The issue is not a lack of strategy or sustainability frameworks – business leaders don’t need more processes; they need the planning systems that already run the company to evolve so that climate and competitiveness are managed together.


Introducing Integrated Value Planning

Over time, this has led me to develop what I now describe as The Integrated Value Planning Framework. This is not a new layer of process but a practical way to connect strategy, finance and sustainability in practice.


The Integrated Value Planning Framework: A business-focused framework that evolves existing planning and governance, bringing together strategy, finance and sustainability into one coherent process that supports value creation and guides business transformation.


At a high level, the approach follows a simple planning spine. It begins with context and baselines, translates exposure into strategic guardrails, embeds those choices into commercial and operating design, tests them through integrated financial modelling and governs delivery through aligned metrics and reporting. See Figure 1.

**TASK LIST:**
1. In the passage on Integrated Value Planning, which three areas does the framework bring together?
2. Return the part of the passage on Integrated Value Planning that opens with the words containing "At a high level, the" and closes with "See Figure 1.".
The listing after this point is separate from the passage on Integrated Value Planning.

**RECORDS PROVIDED:**
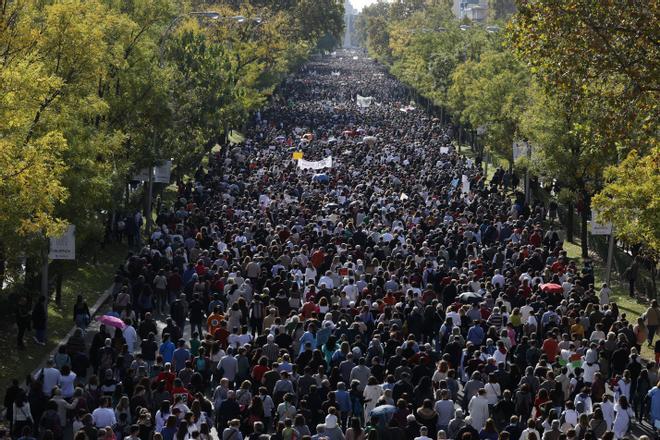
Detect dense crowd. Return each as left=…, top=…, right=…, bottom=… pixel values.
left=5, top=52, right=660, bottom=440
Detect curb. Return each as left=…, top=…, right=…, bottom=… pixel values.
left=0, top=286, right=113, bottom=420
left=31, top=286, right=112, bottom=380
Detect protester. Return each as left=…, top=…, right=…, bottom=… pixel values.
left=5, top=48, right=660, bottom=440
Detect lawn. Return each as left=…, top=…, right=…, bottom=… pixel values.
left=0, top=244, right=127, bottom=395
left=564, top=239, right=655, bottom=359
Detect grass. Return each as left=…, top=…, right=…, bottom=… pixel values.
left=456, top=145, right=500, bottom=182
left=564, top=239, right=655, bottom=359
left=0, top=244, right=127, bottom=398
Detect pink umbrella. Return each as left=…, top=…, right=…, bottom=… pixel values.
left=96, top=315, right=126, bottom=330
left=541, top=283, right=564, bottom=293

**RESPONSES PER TASK:**
1. Strategy, finance and sustainability.

2.
At a high level, the approach follows a simple planning spine. It begins with context and baselines, translates exposure into strategic guardrails, embeds those choices into commercial and operating design, tests them through integrated financial modelling and governs delivery through aligned metrics and reporting. See Figure 1.